● Text segment
- - - - - - -

Fig. 130.
This fly is one and five-sixteenths inches long, and expands two and a half inches. The head and thorax are much as in the other species. The wings are very long and strong, and, as in the other species, are of a smoky brown color. The abdomen is short, pointed, concave from side to side on the tinder surface, while the grayish yellow hairs are abundant on the legs and whole under portion of the body. The color is a lighter yellow than in the other species. These insects are powerfully built, and if they become numerous, must prove a formidable enemy to the bees.
Another insect very common and destructive in Georgia, though it closely resembles the two just described, is of a different genus. It is the Laphria thoracica of Fabricius. In this genus the third vein is forked, and the third joint of the antenna is without the bristle, though it is elongated and tapering. The insect is black, with yellow hair covering the upper surface of the thorax. The abdomen is wholly black both above and below, though the legs have yellow hairs on the femurs and tibia. This insect belongs to the same family as the others, and has the same habits. It is found North as well as South.
HONEY-COMB CORAL.
A very common fossil found in many parts of the Eastern and Northern United States, is, from its appearance, often called petrified honey-comb. We have many such specimens in our museum. In some cases the cells are hardly larger than a pin-head; in others a quarter of an inch in diameter.
Fig. 132.
These ([Fig, 132]) are not fossil honey-comb as many are led to believe, though the resemblance is so striking that no wonder that the public generally are deceived. These specimens are fossil coral, which the paleontologist places in the genus Favosites; favosus being a common species in our State. They are very abundant in the lime rock in northern Michigan, and are very properly denominated honey-stone coral. The animals of which these were once the skeletons, so to speak, are not insects at all, though often called so by men of considerable information. It would be no greater blunder to call an oyster or a clam an insect.

- - - - - - -

● Information shown
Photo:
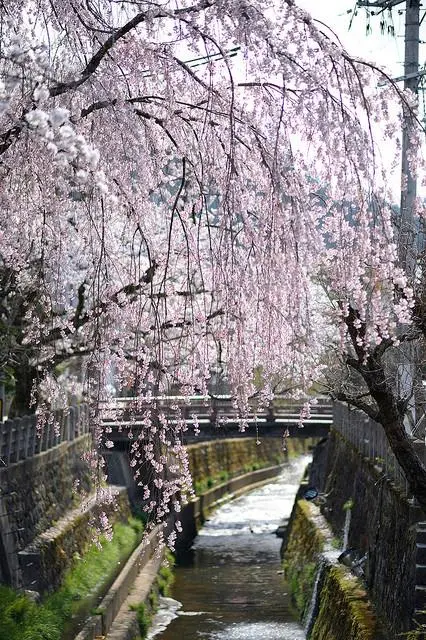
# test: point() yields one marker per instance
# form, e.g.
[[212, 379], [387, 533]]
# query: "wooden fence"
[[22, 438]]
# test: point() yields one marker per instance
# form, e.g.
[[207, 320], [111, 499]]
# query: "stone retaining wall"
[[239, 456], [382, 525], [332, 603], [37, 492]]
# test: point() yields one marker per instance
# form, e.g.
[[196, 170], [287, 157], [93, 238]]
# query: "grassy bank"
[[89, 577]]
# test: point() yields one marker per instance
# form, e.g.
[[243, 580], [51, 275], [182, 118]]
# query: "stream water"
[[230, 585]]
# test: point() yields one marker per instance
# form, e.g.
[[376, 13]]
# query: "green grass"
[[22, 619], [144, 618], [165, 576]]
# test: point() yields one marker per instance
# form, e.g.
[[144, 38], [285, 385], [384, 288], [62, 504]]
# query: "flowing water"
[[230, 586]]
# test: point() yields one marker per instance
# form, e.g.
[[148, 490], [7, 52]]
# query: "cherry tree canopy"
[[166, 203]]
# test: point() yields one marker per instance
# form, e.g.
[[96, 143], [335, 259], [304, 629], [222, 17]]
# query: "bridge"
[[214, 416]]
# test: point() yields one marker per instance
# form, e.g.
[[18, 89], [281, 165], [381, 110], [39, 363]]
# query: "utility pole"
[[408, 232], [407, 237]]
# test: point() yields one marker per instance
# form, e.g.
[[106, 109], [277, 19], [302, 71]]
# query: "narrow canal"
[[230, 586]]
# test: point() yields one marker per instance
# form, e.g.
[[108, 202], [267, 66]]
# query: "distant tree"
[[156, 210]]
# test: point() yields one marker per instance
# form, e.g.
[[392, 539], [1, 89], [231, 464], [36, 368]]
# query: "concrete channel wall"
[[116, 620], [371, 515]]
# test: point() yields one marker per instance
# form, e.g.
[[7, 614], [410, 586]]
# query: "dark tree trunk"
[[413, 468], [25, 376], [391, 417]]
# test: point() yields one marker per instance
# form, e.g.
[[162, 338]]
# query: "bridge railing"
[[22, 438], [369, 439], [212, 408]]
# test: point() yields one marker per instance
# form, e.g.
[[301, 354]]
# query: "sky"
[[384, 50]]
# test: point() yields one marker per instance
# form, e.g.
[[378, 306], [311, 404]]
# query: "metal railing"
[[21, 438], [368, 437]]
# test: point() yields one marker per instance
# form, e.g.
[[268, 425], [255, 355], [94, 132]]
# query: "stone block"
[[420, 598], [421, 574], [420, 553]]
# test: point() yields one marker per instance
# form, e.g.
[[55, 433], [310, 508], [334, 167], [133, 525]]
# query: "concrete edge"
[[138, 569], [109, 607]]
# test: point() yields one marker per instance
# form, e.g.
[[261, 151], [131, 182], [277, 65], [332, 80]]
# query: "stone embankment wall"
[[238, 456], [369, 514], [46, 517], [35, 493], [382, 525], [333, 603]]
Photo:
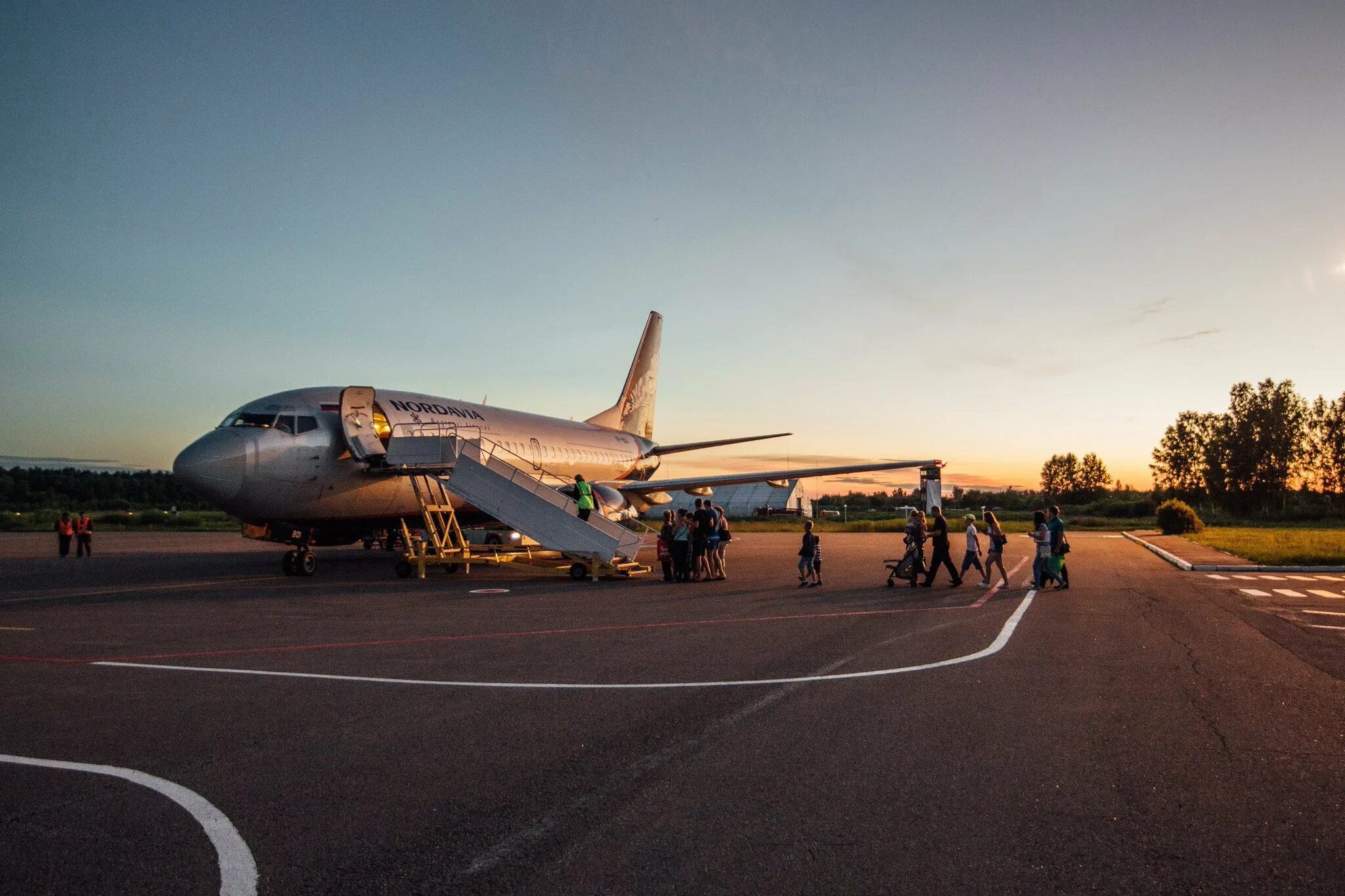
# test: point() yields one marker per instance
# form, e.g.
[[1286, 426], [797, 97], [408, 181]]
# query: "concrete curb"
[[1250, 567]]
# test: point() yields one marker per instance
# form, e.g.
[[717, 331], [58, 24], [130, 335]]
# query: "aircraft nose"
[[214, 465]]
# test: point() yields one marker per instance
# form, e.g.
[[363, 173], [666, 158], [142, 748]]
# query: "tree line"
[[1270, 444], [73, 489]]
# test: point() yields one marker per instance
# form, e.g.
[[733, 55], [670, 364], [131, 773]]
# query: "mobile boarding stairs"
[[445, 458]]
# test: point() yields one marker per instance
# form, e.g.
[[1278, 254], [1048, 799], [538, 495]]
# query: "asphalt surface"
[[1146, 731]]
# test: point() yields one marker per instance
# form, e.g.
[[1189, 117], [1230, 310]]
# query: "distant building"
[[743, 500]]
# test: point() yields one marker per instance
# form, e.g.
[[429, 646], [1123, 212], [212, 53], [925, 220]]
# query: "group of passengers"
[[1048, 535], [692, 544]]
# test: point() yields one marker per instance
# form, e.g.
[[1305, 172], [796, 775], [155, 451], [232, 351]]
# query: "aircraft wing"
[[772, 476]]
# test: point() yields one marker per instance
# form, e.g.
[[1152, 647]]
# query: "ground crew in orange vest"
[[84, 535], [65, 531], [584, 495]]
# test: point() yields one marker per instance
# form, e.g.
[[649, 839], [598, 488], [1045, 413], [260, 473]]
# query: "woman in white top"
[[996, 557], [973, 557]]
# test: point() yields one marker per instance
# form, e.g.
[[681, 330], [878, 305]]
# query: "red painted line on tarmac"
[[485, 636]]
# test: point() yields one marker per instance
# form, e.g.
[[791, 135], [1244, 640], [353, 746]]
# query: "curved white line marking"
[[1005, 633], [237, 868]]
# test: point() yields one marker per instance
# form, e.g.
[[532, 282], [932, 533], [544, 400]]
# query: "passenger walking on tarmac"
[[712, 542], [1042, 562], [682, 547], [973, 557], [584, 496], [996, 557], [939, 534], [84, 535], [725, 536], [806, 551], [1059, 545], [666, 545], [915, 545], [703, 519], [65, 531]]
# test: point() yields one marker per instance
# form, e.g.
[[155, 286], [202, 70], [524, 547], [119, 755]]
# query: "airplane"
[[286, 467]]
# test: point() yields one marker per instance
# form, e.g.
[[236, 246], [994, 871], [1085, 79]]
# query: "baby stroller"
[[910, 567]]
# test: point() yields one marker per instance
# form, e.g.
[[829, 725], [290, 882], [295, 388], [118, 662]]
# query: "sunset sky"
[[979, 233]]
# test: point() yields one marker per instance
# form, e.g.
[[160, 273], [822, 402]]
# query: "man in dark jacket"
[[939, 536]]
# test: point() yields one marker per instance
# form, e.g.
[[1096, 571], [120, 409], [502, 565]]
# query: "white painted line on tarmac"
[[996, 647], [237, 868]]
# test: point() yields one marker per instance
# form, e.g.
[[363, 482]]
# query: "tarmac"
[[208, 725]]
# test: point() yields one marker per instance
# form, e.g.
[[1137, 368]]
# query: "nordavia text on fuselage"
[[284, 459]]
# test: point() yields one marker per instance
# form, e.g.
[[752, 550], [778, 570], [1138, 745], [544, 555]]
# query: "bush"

- - - - - - -

● Work order 1
Using the excerpt on insects and honey-comb coral, decide whether each statement agrees with it. (a) Laphria thoracica has an abdomen that is entirely black. (b) The fly in Fig. 130 expands three inches. (c) Honey-stone coral is very abundant in the lime rock of southern Michigan.
● Work order 2
Reproduce the excerpt on insects and honey-comb coral from "Another insect very" up to and including "well as South.".

● Task solution 1
(a) Yes: "The abdomen is wholly black both above and below"
(b) No: "expands two and a half inches"
(c) No: "They are very abundant in the lime rock in northern Michigan"

● Task solution 2
Another insect very common and destructive in Georgia, though it closely resembles the two just described, is of a different genus. It is the Laphria thoracica of Fabricius. In this genus the third vein is forked, and the third joint of the antenna is without the bristle, though it is elongated and tapering. The insect is black, with yellow hair covering the upper surface of the thorax. The abdomen is wholly black both above and below, though the legs have yellow hairs on the femurs and tibia. This insect belongs to the same family as the others, and has the same habits. It is found North as well as South.